_Page_
◆ ◆ ◆ ◆ ◆ ◆ ◆
8.5 Definition of Common Stock. For the purpose of this
Agreement, the term "COMMON STOCK" shall mean (i) the class of stock
designated as Common Stock in the Articles of Incorporation of the
Company as amended as of the date hereof, or (ii) any other class of
stock resulting from successive changes or reclassifications of such
Common Stock consisting solely of changes in par value, or from par
value to no par value, or from no par value to par value. In the
event that the Company shall after the date hereof issue securities
with greater or superior voting rights than the shares of Common Stock
outstanding as of the date hereof, the Holder, at its option, may
receive upon exercise of any Warrant either shares of Common Stock or
a like number of such securities with greater or superior voting
rights.
◆ ◆ ◆ ◆ ◆ ◆ ◆
(Annotated coordinate rows)

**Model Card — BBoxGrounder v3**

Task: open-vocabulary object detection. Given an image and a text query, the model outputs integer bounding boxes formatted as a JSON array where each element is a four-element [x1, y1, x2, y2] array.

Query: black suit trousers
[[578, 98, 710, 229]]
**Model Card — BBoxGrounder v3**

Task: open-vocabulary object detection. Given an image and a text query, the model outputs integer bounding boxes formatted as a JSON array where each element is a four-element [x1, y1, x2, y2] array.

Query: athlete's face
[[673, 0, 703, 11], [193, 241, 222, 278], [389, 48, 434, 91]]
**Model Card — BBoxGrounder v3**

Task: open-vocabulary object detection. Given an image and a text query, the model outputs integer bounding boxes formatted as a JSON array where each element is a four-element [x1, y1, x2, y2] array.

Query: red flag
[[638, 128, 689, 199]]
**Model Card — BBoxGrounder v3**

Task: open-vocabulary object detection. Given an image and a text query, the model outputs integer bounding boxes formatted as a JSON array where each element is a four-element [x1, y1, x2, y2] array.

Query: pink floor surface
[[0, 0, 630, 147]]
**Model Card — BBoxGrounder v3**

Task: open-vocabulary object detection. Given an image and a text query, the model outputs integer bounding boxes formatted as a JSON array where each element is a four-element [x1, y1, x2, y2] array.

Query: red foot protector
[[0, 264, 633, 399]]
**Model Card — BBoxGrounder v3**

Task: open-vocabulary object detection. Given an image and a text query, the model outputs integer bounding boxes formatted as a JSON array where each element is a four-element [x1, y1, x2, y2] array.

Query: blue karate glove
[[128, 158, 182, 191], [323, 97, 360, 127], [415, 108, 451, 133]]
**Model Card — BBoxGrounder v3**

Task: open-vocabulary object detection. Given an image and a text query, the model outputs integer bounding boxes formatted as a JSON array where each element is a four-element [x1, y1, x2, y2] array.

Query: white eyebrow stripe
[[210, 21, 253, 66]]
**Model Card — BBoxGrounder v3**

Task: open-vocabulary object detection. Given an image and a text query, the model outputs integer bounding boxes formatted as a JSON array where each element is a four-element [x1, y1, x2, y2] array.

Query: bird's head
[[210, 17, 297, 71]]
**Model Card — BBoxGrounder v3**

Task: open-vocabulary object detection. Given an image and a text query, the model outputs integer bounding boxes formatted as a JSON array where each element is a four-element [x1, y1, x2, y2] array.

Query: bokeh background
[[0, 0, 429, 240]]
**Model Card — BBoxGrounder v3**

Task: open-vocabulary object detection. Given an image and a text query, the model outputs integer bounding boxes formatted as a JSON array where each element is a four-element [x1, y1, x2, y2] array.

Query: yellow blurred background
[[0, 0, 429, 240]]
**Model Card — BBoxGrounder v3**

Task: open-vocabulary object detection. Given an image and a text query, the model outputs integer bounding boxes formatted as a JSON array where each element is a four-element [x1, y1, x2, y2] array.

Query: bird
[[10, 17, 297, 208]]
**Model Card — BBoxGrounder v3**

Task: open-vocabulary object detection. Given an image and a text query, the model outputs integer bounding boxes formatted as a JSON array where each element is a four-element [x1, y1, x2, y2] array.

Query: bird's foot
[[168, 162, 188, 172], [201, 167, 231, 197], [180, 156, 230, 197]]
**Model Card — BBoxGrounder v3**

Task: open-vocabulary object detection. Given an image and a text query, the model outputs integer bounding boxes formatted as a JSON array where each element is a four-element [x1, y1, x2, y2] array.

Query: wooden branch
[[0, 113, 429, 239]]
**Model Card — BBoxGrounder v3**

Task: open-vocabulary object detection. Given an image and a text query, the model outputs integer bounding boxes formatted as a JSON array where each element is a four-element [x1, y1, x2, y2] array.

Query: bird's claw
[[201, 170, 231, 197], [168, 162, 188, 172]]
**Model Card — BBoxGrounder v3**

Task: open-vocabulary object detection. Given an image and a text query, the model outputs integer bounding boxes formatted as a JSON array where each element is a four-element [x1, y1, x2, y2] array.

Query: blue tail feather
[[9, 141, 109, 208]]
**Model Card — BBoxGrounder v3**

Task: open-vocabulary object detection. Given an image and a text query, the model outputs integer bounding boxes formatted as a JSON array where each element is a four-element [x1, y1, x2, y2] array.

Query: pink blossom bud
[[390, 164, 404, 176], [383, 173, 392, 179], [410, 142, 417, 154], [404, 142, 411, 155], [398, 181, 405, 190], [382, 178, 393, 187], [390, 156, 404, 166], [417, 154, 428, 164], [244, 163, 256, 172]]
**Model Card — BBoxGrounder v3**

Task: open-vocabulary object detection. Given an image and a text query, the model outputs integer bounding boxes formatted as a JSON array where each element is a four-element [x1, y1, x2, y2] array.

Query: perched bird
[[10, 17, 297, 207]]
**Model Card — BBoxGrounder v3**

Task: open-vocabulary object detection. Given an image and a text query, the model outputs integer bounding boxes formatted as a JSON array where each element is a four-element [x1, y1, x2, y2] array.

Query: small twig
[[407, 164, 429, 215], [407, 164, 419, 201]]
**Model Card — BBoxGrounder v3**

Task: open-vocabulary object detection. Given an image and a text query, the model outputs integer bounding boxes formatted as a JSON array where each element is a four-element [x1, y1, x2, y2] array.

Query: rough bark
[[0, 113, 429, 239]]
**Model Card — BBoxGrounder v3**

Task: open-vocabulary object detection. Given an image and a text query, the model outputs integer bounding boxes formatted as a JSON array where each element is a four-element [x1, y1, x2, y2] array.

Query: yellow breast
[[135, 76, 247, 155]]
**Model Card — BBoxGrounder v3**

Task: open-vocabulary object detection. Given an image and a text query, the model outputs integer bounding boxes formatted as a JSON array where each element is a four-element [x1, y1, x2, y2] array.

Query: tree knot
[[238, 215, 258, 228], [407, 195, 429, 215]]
◆ ◆ ◆ ◆ ◆ ◆ ◆
_Instruction_
Output the full common stock definition word for word, with no changes. These rows were taken from a separate source.

_Written solution_
8.5 Definition of Common Stock. For the purpose of this
Agreement, the term "COMMON STOCK" shall mean (i) the class of stock
designated as Common Stock in the Articles of Incorporation of the
Company as amended as of the date hereof, or (ii) any other class of
stock resulting from successive changes or reclassifications of such
Common Stock consisting solely of changes in par value, or from par
value to no par value, or from no par value to par value. In the
event that the Company shall after the date hereof issue securities
with greater or superior voting rights than the shares of Common Stock
outstanding as of the date hereof, the Holder, at its option, may
receive upon exercise of any Warrant either shares of Common Stock or
a like number of such securities with greater or superior voting
rights.